PROBLEM 1: In the post, what color were the scrubs worn by the mother in Whole Foods?
PROBLEM 2: List every food that the post says is left out of the meal Chris wants to make for Blue.
PROBLEM 3: Repeat word for word the part of the post that opens with the words containing "These moments always" and closes with "came over me.".

EXTRACT:

When your vision isn't your reality


These moments always catch me off guard. The moment when I'm faced with the image of what I thought my life would be, and then I am faced with the reality of what my life actually is. I was in Whole Foods getting food for Blue, and I was in self check out. I passed a couple with an infant in the shopping cart. Now, at this point in my grief journey, nuclear couples don't really trigger me as much as they used to. But this family was different. Many times I'm triggered by a Black nuclear family who have a baby girl, but this family was different. They weren't Black and I didn't get a good enough look at the baby to be able to tell if it was a girl or boy. What I noticed about the mother was her light blue scrubs (like the ones I used to wear as a nurse). In that moment, overwhelming emotion came over me.


After a long day of working in the Labor and Delivery Unit at Pennsylvania Hospital, we head to the supermarket to get food because Chris wants to make Blue a delicious meal that tastes like what everyone else eats. Expect it has no wheat, soy, gluten, eggs, dairy or nuts in it (I know, my baby is allergic to everything!). But he is so determined to make delicious food that his baby girl can eat that the super market has become our second home. So here were are, in Whole Foods, after I've had a long day of work. I'm super annoyed because he could have done this before they came and got me. But here we are....my little family. The boy I tracked down when I was 15 years old but who was avoiding me because the Lord had already told him that I was going to be his wife. And the baby that we waited 8 years to have. So although I'm annoyed that he didn't go to the market before getting me from work, and he swears that he is on a cooking competition show every time he is challenged with making a delicious allergen free meal for us, I wouldn't change my life for the world....

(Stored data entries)

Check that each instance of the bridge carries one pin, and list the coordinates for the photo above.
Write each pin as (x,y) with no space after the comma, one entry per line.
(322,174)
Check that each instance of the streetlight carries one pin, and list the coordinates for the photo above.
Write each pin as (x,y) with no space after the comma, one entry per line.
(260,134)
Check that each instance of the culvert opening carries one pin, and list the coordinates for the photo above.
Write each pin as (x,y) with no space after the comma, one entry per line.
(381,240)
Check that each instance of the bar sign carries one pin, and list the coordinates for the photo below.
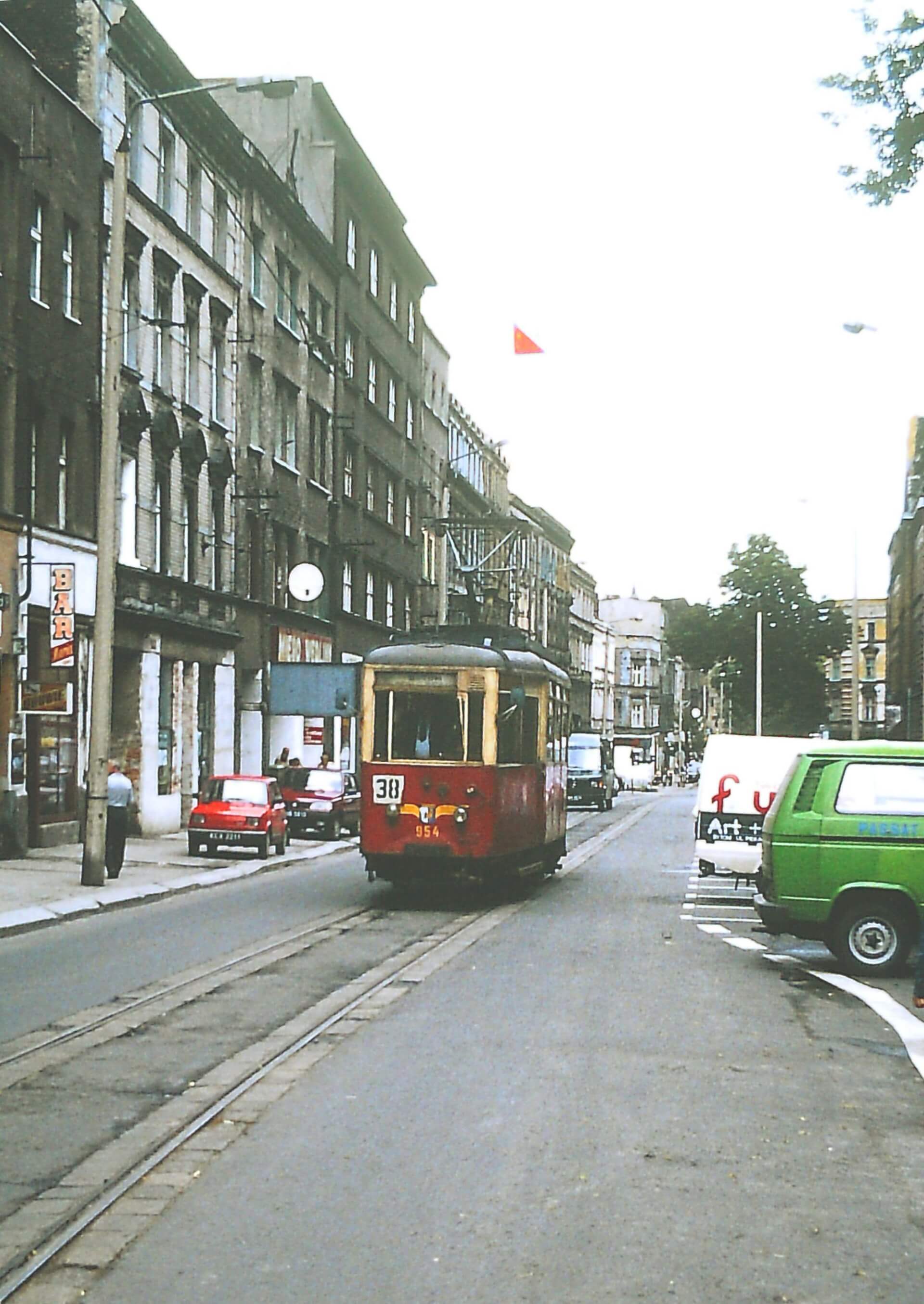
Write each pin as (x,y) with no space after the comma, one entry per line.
(62,603)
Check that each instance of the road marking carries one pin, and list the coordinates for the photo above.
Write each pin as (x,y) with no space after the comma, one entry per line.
(908,1025)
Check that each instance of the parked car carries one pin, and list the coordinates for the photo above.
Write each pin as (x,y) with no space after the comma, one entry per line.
(320,801)
(591,780)
(238,810)
(844,853)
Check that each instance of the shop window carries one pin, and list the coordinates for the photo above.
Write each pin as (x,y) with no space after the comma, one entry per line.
(165,737)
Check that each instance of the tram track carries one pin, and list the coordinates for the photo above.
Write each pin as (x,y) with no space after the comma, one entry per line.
(42,1231)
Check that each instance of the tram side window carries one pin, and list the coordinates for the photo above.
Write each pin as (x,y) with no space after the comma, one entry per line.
(475,726)
(380,732)
(517,730)
(427,727)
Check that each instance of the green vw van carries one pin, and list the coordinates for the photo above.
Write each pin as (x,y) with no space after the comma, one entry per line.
(844,852)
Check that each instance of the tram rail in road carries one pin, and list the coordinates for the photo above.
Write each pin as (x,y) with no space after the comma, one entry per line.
(33,1238)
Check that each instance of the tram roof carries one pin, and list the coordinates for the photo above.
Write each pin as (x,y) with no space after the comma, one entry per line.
(460,656)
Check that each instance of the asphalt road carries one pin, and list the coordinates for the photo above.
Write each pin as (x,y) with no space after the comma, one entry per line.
(595,1102)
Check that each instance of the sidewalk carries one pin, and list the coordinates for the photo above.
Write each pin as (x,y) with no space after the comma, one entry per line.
(45,887)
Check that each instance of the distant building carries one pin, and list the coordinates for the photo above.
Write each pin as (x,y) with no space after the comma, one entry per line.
(584,614)
(873,664)
(637,630)
(50,332)
(906,599)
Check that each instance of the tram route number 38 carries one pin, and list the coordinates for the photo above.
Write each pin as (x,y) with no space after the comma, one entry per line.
(387,788)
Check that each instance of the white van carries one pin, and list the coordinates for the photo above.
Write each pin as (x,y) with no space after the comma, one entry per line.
(739,779)
(635,775)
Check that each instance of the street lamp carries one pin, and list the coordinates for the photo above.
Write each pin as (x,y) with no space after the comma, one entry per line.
(93,869)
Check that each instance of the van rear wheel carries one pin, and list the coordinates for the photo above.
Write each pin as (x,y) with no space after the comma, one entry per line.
(872,935)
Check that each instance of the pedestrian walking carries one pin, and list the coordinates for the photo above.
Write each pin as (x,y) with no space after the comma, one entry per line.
(119,794)
(919,974)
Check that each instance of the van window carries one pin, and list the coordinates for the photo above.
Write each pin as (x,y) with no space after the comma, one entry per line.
(806,797)
(881,789)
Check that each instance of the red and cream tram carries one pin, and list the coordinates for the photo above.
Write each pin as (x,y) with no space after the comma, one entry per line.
(464,762)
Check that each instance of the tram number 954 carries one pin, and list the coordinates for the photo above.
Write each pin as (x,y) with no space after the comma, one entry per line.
(387,788)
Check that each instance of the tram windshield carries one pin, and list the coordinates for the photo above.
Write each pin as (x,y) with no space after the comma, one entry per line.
(428,726)
(584,757)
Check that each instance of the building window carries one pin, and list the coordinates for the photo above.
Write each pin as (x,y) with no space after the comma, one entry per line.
(286,293)
(257,265)
(164,312)
(286,398)
(428,557)
(318,447)
(64,440)
(191,353)
(255,552)
(256,405)
(195,203)
(131,315)
(219,227)
(319,315)
(162,518)
(165,740)
(282,553)
(166,167)
(68,282)
(128,513)
(217,366)
(190,530)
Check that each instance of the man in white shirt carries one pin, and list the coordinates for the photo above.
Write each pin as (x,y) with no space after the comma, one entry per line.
(119,789)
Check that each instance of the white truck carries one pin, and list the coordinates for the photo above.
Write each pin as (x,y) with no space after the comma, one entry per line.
(738,781)
(633,775)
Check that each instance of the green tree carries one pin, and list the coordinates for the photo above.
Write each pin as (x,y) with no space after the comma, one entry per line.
(890,80)
(798,636)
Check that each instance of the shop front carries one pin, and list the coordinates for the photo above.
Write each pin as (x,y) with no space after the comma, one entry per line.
(47,742)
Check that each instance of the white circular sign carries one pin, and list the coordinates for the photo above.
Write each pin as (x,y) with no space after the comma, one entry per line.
(306,582)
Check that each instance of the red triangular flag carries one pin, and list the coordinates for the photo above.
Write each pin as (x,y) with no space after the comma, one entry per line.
(523,344)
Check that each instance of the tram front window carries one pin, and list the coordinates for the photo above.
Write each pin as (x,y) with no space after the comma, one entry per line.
(427,727)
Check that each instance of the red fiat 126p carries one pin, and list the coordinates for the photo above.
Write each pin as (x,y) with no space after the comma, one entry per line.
(238,810)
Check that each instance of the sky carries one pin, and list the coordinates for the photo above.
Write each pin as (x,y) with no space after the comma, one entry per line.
(650,192)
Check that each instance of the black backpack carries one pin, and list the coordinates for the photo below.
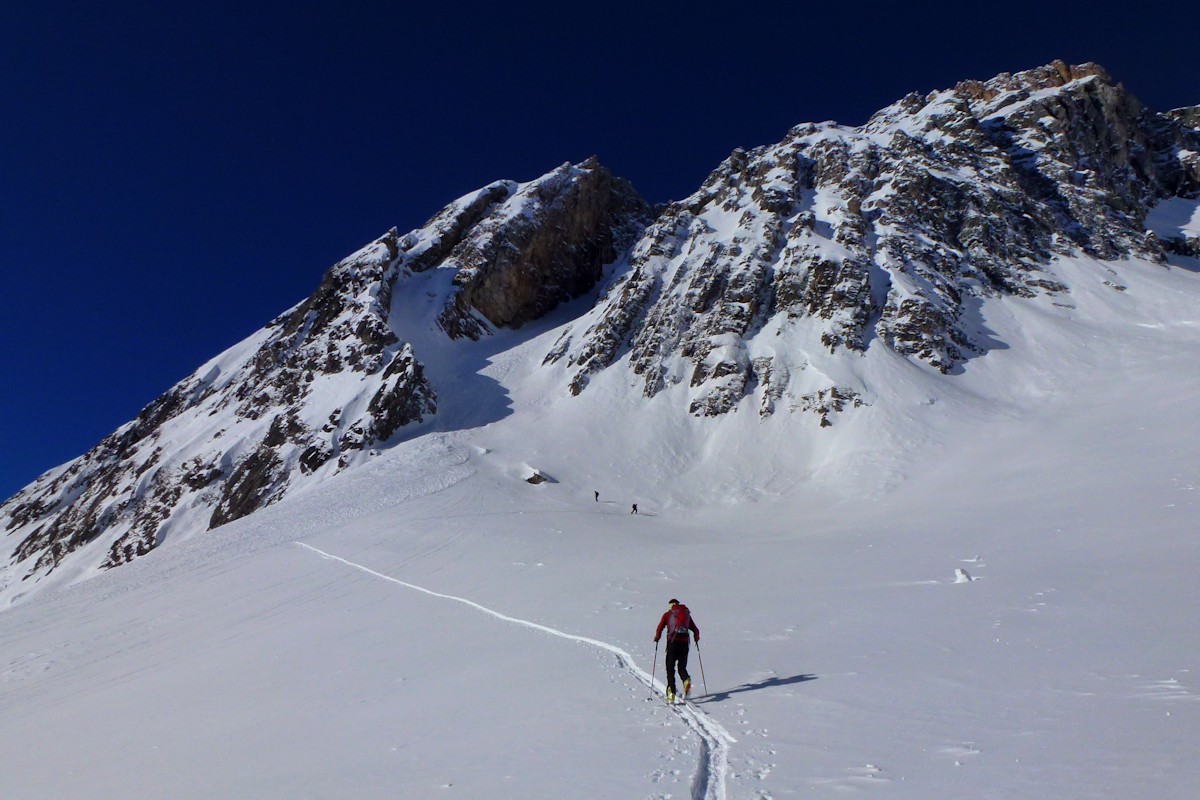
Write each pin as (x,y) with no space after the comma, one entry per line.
(678,621)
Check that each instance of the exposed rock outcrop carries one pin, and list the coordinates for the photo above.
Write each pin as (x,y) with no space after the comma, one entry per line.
(894,232)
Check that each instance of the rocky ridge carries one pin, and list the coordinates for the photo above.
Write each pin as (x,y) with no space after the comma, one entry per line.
(827,244)
(891,232)
(327,382)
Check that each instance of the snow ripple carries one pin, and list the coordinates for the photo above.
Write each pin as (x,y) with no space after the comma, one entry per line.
(709,780)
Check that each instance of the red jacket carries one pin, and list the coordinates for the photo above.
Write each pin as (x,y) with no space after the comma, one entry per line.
(679,633)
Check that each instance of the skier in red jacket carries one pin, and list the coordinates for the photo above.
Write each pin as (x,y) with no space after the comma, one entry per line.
(677,620)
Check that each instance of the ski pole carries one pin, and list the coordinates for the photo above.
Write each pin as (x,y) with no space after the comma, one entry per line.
(654,665)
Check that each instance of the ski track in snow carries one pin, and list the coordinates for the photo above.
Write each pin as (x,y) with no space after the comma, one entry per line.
(708,783)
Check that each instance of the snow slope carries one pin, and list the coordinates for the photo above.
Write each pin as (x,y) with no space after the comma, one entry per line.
(979,585)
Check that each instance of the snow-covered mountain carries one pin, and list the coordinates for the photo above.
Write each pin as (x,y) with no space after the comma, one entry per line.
(907,411)
(760,294)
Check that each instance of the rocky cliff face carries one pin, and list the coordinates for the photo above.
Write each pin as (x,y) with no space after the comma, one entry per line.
(827,244)
(892,232)
(322,385)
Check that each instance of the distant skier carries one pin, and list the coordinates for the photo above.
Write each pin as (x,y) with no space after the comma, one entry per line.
(677,620)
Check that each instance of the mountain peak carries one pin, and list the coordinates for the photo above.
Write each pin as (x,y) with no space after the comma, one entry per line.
(767,292)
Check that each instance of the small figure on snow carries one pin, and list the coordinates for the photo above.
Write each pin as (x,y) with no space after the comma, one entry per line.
(677,620)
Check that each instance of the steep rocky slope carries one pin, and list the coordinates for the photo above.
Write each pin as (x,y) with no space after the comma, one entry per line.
(829,242)
(323,384)
(894,230)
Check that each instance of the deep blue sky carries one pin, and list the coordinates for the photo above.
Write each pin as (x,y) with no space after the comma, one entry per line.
(173,176)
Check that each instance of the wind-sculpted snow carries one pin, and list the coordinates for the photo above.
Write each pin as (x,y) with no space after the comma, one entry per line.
(892,233)
(777,289)
(709,779)
(325,385)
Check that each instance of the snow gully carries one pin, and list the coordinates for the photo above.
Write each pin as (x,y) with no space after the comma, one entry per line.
(708,783)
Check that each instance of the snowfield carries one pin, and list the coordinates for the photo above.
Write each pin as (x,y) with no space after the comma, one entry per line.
(977,585)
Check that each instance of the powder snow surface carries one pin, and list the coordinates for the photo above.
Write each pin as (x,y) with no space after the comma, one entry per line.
(979,585)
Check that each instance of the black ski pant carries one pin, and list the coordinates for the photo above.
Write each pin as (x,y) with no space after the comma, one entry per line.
(677,657)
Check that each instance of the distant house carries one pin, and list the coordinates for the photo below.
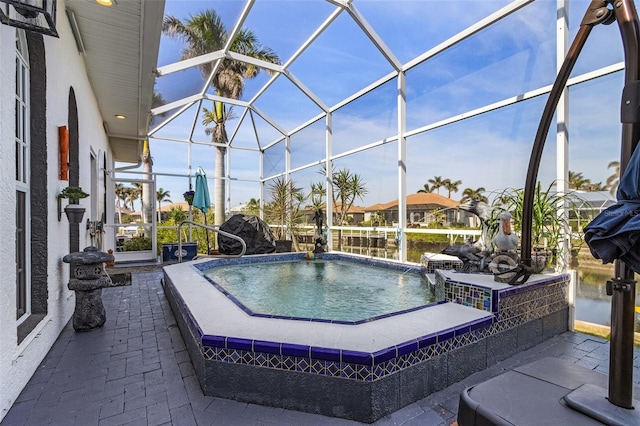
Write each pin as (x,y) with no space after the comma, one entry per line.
(355,214)
(420,209)
(166,208)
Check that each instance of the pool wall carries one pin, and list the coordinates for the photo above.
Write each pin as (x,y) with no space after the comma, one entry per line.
(365,386)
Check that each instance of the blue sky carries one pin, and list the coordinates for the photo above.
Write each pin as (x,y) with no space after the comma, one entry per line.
(514,56)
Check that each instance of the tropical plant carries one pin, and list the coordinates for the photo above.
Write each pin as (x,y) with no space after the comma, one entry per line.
(438,216)
(436,183)
(547,226)
(253,207)
(73,193)
(578,182)
(162,195)
(285,208)
(426,189)
(347,187)
(133,193)
(613,181)
(451,186)
(206,33)
(378,219)
(474,194)
(317,194)
(121,195)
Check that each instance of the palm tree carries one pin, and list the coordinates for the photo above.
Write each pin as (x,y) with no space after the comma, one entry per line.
(426,189)
(121,195)
(347,187)
(162,195)
(614,180)
(205,33)
(436,183)
(576,180)
(474,194)
(253,207)
(145,188)
(451,186)
(134,193)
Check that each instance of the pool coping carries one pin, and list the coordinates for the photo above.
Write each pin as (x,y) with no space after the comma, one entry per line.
(360,372)
(368,343)
(414,269)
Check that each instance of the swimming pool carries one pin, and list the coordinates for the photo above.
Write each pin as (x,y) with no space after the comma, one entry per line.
(359,370)
(336,290)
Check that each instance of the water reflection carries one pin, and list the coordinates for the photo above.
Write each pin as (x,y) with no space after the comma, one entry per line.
(592,303)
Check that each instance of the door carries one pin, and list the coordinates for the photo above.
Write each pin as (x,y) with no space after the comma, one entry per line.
(132,226)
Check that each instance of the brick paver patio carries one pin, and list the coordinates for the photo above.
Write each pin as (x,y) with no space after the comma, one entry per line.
(135,371)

TASK ANSWER 1: Light blue.

TASK ANSWER 2: Wheat, soy, gluten, eggs, dairy, nuts

TASK ANSWER 3:
These moments always catch me off guard. The moment when I'm faced with the image of what I thought my life would be, and then I am faced with the reality of what my life actually is. I was in Whole Foods getting food for Blue, and I was in self check out. I passed a couple with an infant in the shopping cart. Now, at this point in my grief journey, nuclear couples don't really trigger me as much as they used to. But this family was different. Many times I'm triggered by a Black nuclear family who have a baby girl, but this family was different. They weren't Black and I didn't get a good enough look at the baby to be able to tell if it was a girl or boy. What I noticed about the mother was her light blue scrubs (like the ones I used to wear as a nurse). In that moment, overwhelming emotion came over me.